> [DESCRIPTION OF THE TASK]: Go through the lines below and tally each one holding "drawer". Write only the total.

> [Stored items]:
**********

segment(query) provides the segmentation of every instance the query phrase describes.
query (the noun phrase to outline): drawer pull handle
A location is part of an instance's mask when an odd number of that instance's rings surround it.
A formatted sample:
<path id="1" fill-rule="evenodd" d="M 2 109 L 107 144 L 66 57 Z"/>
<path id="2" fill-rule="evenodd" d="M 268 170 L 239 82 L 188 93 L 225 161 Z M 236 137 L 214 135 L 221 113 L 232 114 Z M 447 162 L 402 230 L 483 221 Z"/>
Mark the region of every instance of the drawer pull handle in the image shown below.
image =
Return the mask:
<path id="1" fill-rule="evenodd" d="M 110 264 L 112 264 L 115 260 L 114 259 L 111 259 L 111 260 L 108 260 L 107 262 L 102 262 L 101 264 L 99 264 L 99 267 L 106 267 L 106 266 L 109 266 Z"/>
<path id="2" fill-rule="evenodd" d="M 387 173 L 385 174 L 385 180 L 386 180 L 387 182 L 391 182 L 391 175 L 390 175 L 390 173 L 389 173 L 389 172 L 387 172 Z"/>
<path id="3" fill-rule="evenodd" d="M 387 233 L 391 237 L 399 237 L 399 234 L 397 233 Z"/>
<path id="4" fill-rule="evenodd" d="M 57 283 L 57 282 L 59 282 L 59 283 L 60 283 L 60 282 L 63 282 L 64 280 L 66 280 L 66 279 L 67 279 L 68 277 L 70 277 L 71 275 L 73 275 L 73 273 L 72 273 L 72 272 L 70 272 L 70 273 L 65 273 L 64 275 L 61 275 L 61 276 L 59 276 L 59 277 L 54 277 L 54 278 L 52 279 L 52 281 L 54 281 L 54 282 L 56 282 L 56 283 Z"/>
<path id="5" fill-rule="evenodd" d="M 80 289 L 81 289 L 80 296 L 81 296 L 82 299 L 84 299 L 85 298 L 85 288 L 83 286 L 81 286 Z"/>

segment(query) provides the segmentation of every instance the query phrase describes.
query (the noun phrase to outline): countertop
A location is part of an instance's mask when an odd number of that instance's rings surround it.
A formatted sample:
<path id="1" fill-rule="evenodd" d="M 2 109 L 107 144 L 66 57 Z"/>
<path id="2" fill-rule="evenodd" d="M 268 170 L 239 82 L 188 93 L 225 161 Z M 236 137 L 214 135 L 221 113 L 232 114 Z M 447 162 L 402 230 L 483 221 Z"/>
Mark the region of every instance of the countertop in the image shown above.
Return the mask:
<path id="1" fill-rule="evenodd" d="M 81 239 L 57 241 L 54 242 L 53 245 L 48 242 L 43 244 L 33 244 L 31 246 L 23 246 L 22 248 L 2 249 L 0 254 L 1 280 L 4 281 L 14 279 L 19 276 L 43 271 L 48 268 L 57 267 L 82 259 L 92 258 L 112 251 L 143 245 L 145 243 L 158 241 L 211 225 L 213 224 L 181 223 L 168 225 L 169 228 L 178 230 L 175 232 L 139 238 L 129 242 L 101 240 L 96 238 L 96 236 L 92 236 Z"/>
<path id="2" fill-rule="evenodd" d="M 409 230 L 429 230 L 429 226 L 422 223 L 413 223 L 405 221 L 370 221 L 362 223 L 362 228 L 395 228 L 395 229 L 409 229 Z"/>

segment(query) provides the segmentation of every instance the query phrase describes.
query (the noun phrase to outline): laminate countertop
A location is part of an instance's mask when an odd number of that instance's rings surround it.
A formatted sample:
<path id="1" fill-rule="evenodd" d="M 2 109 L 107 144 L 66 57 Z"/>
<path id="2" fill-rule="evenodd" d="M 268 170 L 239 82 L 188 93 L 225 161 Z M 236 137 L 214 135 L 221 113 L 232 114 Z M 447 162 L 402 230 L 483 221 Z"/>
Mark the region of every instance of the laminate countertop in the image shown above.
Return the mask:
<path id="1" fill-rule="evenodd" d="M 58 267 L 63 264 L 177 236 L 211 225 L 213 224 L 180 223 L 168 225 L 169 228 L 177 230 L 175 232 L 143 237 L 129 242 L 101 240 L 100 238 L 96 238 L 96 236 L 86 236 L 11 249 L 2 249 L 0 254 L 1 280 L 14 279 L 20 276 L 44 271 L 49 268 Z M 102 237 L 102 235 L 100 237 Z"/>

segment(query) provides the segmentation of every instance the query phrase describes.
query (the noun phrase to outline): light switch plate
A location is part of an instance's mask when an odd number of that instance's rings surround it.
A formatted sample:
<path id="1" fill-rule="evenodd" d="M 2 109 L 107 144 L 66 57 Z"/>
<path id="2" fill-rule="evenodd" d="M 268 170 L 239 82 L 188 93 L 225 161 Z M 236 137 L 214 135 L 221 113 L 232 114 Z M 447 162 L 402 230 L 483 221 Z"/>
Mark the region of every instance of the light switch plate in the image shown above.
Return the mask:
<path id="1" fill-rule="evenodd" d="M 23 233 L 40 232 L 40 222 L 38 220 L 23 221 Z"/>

**********

> [RESULT]: 2